* [EXTRACTED TEXT]
⟨

What are the Best Types of Wood to Burn?

Heating your home with firewood is a great way to save money and warm a house quickly and efficiently. We have heated our home primarily with a wood stove for almost 40 years. From experience, choosing the correct wood ( when you have a choice) can make the difference between a warm, comfortable winter with less work or a cool uncomfortable home with extra work, or somewhere in between.

What are the best types of wood to burn? The best types of wood are generally hardwood that has been properly seasoned. However, there are times when softwood can be burned efficiently.  Let’s take a look at the different hardwoods and softwoods.

Hardwoods

It is always best to burn hardwood when available. Hardwood is denser and heavier in weight and has more volume of matter to burn. When you pick up almost any piece of hardwood, it is obvious by the weight with a few exceptions of softwood that hold large amounts of moisture in the wood.

Once the wood is dry or seasoned, hardwood will stand out as a denser, heavier wood always in comparison to dry softwood. Hardwood also cuts (with a chain saw) harder and slower than softwood. These qualities also make it a better burning wood. Here are some examples of the best burning hardwoods with their typical weight and BTU rating per cord.

Applewood is an excellent hardwood that not only burns well but has a great smell to the smoke. Applewood is used to make pellets for smokers and chips for standard grills because of this quality. Apple trees are not very large, so the wood generally does not require splitting to burn. It takes several (maybe 10) apple trees to make a cord of apple wood.

White ash was one of my favorite woods to burn until the emerald ash borer wiped out most of the plentiful ash trees in northern Ohio and across the mid-western U.S. over the past 15 years. The large supply of the plentiful and excellent burning white ash trees have almost disappeared from the area. The ash wood would split easily, burn hot, and leave a small number of ashes when burnt.

Cherry wood is similar to apple wood in burn quality and has a nice aroma to the smoke. It is also a small tree and takes up to 10 trees to make a single cord of firewood.

Dogwood is a good choice when available, requires little splitting because of its small limb size. Dogwood is not plentiful in the mid-west, so it is rare to get for firewood.

Black Locust wood is also a great wood to heat with, but it is difficult to split due to its stringy grain. This means the split pieces do not “pop” apart like ash wood. Instead, the wood must be split along the entire piece of wood as it “sticks” together. It does burn well and has a long constant heat.

⟩

* [GIVEN INSTRUCTION 1]
In the firewood article, what makes black locust wood difficult to split?
The firewood article has no connection to the listing that comes after it.

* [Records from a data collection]
⟨

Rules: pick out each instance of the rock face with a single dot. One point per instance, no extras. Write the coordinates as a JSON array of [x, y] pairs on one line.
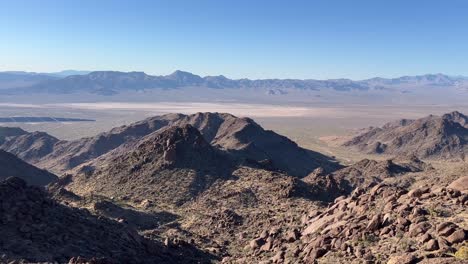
[[383, 224], [10, 166], [7, 132], [437, 137], [364, 174], [36, 229], [246, 140], [69, 154], [169, 166]]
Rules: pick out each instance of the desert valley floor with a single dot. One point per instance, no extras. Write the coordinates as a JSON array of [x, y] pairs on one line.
[[364, 184]]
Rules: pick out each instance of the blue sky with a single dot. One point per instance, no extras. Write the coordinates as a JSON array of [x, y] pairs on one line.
[[255, 39]]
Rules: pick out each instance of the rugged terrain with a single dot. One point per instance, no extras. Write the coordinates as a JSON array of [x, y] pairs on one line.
[[212, 187], [438, 137], [10, 166]]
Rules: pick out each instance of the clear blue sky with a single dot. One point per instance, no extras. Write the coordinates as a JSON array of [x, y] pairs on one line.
[[256, 39]]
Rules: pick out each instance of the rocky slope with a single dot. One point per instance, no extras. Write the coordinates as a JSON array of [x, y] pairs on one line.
[[327, 187], [8, 132], [170, 166], [37, 229], [444, 137], [10, 165]]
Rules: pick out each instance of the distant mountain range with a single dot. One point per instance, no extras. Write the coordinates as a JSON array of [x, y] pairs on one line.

⟩

* [GIVEN INSTRUCTION 2]
Update the listing from its start through the line holding "[[212, 187], [438, 137], [10, 166]]", inclusive, replacing "single dot" with "single marker" and keeping everything else unchanged. Give only those lines, and omit the pictures.

* [COMPLETE ANSWER 1]
Its stringy grain.

* [COMPLETE ANSWER 2]
Rules: pick out each instance of the rock face with a single marker. One point per instance, no extras. Write the coordinates as a JSON array of [x, y] pairs on one line.
[[383, 224], [10, 166], [7, 132], [437, 137], [364, 174], [36, 229], [246, 140], [69, 154], [169, 166]]
Rules: pick out each instance of the desert valley floor with a single marker. One point per instance, no extras. Write the coordinates as a JSON array of [x, y] pairs on one line.
[[364, 184]]
Rules: pick out each instance of the blue sky with a single marker. One point per instance, no extras. Write the coordinates as a JSON array of [x, y] pairs on one line.
[[255, 39]]
Rules: pick out each instance of the rugged terrain with a single marker. One point per instance, no extras. Write the coordinates as a JSON array of [x, y] pairs on one line.
[[212, 187], [438, 137], [10, 166]]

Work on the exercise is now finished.